TASKS FOR THIS EXERCISE -
- 1) In the text on nutrient deficiencies, what share of French adults are vitamin D deficient?
- 2) Transcribe the text on nutrient deficiencies word for word, starting at the words "What About Global" and stopping after the words "Deficiencies Through Diet?".

TEXT SEGMENT -
=-=-=-=-=
Several large-scale dietary and epidemiological studies have assessed French people’s vitamin and mineral intakes and blood nutrient levels. Together, these studies show that nutritional needs are often unmet.

If you compare actual intakes to RNPs, significant portions of the population fall short. Even when adjusting the benchmarks — using 2/3 or even 1/2 of the RNP as indicators of high risk — the situation remains concerning.

Here’s a summary for some key nutrients:

  • Vitamin B1:
    • 20–25% of adults consume less than half the ANC.
    • Biological signs of deficiency found in ~20% of adults, and up to 50% of young women (18–29 years).
  • Vitamin B2:
    • Over one-third of people have intakes between 50–80% of ANC.
    • 14–31% of women show biological signs of deficiency.
  • Vitamin B6:
    • 16% of men and 36% of women consume less than 2/3 of the ANC.
    • Biological deficiencies found in 15–20% of adults, and clear signs of clinical deficiency in 16%.
  • Vitamin C:
    • About 1 in 5 adults consume less than 2/3 of ANC.
    • 20% of men show low blood vitamin C levels.
  • Vitamin D:
    • In winter, average intake is just 3.4 μg/day — far below recommendations.
    • 80% of French adults are vitamin D deficient.
  • Vitamin E:
    • 20% of men and 38% of women have low intakes.
    • 10–22% of adults show signs of moderate deficiency.
  • Magnesium:
    • 23% of men and 18% of women fall below 2/3 of ANC.
    • Blood levels aren’t always reliable indicators.
  • Iron (in women):
    • 45% of women have inadequate intakes.
    • 23% of women have insufficient iron stores.
  • Zinc:
    • 25–79% of adolescents and women have intakes below 2/3 of ANC.
    • 5–8% show biological deficiency.

Omnivores and Vegetarians Both at Risk of Deficiencies

A systematic review of studies (2000–2020) comparing plant-based eaters and meat-eaters found that vegetarians and vegans have lower intakes and blood levels of vitamin B12, vitamin D, iron, zinc, iodine, calcium, and long-chain omega-3s (EPA, DHA).
However, they tend to consume more fiber, polyunsaturated fatty acids, folates, vitamin C, vitamin E, and magnesium.

Meanwhile, meat-eaters are more likely to have insufficient intakes of fiber, polyunsaturated fats, folates, vitamins D and E, calcium, and magnesium.

In short: all diets carry potential nutritional risks.

What About Global Micronutrient Deficiencies?

Worldwide, billions of people suffer from inadequate intake of essential micronutrients, particularly calcium, iron, and vitamins C and E, according to a study from Harvard T.H. Chan School of Public Health and other institutions.

Using global dietary data from 185 countries, the researchers found that deficiencies were widespread:

  • 68% of people had inadequate iodine intake.
  • 67% lacked sufficient vitamin E.
  • 66% lacked sufficient calcium.
  • 65% lacked sufficient iron.

More than half also lacked vitamins B2, B6, C, and folate. Only vitamin B3 and B1 levels were closer to adequate.

How to Prevent Deficiencies Through Diet?

Some countries, like the U.S., fortify basic foods with synthetic vitamins. Supplements can also help.
But these strategies don’t fully replicate the complex benefits of minimally processed, naturally nutrient-rich foods.

Critical nutrients to monitor include iron, zinc, folates, vitamin A, calcium, and vitamin B12 — deficiencies can cause serious and lasting health problems.
=-=-=-=-=
RECORDS SHOWN -
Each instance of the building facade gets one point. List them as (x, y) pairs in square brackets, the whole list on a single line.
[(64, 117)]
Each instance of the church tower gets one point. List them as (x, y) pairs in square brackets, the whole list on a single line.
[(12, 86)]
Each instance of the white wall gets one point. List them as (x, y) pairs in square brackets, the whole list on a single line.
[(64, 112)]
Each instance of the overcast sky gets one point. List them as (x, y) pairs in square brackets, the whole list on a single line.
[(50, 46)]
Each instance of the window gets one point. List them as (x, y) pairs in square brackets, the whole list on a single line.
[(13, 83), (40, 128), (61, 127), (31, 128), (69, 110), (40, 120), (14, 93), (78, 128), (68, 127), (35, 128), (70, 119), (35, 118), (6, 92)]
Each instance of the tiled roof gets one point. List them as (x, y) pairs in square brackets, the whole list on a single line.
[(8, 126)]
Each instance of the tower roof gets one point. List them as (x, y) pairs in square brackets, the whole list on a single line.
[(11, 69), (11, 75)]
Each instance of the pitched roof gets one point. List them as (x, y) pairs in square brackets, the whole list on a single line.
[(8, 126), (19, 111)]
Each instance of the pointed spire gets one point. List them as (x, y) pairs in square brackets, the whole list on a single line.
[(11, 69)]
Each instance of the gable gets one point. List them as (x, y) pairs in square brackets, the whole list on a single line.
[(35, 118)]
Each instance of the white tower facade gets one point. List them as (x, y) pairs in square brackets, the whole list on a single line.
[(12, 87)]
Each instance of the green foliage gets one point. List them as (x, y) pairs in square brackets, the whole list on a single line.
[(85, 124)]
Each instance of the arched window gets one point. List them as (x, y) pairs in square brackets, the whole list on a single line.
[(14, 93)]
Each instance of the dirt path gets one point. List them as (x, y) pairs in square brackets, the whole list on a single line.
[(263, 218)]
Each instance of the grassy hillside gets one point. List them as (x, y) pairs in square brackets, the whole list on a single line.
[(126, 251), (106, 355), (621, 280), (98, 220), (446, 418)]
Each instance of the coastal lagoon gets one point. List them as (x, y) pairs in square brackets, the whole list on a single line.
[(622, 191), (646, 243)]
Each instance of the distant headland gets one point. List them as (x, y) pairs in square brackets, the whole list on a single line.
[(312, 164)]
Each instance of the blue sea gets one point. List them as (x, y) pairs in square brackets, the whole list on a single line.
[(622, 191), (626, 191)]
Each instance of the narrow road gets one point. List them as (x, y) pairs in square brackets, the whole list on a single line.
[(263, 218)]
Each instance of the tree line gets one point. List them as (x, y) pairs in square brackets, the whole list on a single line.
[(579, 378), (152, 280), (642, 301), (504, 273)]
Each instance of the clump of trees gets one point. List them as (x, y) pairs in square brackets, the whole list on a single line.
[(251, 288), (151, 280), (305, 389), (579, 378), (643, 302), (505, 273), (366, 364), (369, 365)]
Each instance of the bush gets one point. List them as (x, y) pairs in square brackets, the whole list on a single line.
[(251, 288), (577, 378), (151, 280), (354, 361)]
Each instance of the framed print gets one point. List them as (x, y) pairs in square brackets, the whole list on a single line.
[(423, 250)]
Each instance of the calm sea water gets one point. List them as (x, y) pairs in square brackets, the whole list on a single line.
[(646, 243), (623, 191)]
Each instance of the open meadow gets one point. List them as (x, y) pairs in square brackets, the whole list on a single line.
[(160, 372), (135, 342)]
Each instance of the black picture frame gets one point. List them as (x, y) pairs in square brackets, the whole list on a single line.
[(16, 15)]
=-=-=-=-=
ANSWERS BY ITEM NUMBER -
- 1) 80% of French adults are vitamin D deficient.

- 2)
What About Global Micronutrient Deficiencies?

Worldwide, billions of people suffer from inadequate intake of essential micronutrients, particularly calcium, iron, and vitamins C and E, according to a study from Harvard T.H. Chan School of Public Health and other institutions.

Using global dietary data from 185 countries, the researchers found that deficiencies were widespread:

  • 68% of people had inadequate iodine intake.
  • 67% lacked sufficient vitamin E.
  • 66% lacked sufficient calcium.
  • 65% lacked sufficient iron.

More than half also lacked vitamins B2, B6, C, and folate. Only vitamin B3 and B1 levels were closer to adequate.

How to Prevent Deficiencies Through Diet?